Requirement: All lines from the line containing "of the vertical" up to and including the last line of the listing below should be echoed exactly; no other lines belong in the response.
◆ ◆ ◆
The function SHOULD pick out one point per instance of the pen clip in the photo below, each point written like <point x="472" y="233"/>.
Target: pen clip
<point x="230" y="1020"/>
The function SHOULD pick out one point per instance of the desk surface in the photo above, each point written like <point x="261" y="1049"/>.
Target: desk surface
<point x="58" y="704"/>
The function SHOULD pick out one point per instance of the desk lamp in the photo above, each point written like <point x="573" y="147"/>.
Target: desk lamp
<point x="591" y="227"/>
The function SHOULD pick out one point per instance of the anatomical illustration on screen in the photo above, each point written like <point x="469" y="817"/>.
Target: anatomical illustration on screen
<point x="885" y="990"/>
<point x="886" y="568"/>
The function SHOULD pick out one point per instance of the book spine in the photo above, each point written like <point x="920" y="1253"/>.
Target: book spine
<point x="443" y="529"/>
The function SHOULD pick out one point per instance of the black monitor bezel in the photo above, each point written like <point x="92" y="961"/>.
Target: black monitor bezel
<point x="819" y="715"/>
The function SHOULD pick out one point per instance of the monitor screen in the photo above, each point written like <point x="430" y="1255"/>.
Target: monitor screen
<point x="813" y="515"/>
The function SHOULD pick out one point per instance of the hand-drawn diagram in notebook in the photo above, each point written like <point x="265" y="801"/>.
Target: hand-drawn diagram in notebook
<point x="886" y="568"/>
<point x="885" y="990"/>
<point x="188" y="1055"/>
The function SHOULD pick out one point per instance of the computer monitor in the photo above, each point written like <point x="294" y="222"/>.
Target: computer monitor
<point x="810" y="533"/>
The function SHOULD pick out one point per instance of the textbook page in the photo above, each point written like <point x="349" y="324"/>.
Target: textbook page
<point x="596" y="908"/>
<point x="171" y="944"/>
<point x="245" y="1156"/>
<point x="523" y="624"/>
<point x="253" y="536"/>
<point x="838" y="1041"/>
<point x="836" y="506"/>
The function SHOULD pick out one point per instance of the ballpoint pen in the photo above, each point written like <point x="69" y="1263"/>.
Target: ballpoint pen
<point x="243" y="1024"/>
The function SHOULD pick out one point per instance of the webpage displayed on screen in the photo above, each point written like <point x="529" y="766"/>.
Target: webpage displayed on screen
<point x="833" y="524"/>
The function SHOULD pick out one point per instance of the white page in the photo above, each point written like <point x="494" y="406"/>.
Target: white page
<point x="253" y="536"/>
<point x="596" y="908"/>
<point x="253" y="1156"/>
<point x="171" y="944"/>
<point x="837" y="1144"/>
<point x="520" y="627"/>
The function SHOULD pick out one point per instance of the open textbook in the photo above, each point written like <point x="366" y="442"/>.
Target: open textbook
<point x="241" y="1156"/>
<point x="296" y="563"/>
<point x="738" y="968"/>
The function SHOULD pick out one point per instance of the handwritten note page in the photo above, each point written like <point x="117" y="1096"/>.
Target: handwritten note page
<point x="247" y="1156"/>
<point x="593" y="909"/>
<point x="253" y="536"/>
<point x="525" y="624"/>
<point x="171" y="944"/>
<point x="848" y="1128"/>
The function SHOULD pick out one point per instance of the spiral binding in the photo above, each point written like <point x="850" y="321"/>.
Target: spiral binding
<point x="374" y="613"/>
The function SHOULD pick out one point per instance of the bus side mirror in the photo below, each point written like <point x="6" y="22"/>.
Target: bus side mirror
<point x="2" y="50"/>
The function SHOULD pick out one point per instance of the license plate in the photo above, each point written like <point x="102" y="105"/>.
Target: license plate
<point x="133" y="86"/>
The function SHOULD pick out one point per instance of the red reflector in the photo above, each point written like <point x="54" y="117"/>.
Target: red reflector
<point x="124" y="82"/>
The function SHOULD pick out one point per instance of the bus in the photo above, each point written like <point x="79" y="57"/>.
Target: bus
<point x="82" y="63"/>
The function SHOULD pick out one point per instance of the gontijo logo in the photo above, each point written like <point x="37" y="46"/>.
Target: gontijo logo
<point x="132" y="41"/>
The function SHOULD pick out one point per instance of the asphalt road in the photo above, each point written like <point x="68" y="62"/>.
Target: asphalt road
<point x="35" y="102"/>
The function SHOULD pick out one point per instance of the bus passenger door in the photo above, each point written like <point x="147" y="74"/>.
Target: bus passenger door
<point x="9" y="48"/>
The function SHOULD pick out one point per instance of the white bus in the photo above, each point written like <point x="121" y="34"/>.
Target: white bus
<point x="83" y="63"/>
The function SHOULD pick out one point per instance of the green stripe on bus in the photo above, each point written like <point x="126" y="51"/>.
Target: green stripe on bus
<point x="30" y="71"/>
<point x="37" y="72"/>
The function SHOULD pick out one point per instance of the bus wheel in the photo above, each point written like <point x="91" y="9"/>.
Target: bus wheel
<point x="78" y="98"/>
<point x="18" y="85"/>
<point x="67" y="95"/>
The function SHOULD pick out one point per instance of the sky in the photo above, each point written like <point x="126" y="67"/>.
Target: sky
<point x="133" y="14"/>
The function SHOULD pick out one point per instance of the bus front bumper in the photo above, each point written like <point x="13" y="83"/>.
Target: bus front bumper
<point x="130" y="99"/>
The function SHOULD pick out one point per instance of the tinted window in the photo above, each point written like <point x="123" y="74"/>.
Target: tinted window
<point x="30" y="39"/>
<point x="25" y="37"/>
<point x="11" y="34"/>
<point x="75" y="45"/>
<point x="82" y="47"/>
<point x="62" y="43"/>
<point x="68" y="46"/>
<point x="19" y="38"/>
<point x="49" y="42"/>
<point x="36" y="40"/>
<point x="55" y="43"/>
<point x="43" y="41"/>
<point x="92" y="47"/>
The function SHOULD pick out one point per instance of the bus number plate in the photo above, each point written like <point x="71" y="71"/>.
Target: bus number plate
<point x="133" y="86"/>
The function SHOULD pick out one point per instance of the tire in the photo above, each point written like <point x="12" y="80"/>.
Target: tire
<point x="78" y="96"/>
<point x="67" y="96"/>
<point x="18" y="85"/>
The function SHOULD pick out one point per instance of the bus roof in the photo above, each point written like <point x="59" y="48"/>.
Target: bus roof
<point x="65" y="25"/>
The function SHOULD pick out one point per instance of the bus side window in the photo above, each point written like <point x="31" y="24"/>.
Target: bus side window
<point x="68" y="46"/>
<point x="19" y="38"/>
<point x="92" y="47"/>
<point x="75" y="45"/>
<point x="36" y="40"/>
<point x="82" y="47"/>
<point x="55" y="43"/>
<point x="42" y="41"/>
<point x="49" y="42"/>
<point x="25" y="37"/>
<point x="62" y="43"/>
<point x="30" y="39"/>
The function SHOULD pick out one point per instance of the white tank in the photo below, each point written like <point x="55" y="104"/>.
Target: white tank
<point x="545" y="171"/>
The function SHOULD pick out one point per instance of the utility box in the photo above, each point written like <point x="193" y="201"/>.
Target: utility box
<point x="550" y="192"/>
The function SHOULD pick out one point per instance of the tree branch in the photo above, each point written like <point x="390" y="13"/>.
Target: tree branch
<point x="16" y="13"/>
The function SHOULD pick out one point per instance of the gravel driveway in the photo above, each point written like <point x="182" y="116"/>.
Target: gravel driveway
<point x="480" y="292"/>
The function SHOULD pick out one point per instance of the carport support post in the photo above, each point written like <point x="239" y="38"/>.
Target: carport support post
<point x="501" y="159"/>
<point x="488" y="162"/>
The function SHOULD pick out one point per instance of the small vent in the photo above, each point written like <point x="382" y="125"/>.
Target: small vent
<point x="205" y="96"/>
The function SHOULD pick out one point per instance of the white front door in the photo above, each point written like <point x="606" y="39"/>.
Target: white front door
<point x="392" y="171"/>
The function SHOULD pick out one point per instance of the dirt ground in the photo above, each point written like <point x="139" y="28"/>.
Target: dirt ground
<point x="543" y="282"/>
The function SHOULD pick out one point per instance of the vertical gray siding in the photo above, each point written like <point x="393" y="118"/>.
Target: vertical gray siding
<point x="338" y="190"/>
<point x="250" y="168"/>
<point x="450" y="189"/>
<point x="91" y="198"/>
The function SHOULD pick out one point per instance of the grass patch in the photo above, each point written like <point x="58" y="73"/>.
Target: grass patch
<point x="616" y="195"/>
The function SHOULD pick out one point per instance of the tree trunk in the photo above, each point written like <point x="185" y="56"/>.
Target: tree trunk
◆ ◆ ◆
Written solution:
The function SHOULD pick out one point per instance of the vertical gray siding in the photo above, each point written like <point x="393" y="118"/>.
Target: vertical gray siding
<point x="338" y="190"/>
<point x="250" y="168"/>
<point x="450" y="189"/>
<point x="91" y="198"/>
The function SHOULD pick out one point per instance of the grass patch in the photo above, each point written like <point x="58" y="73"/>.
Target: grass patch
<point x="616" y="195"/>
The function SHOULD pick out one point per instance of the tree trunk in the photo above, each point written like <point x="185" y="56"/>.
Target: tree trunk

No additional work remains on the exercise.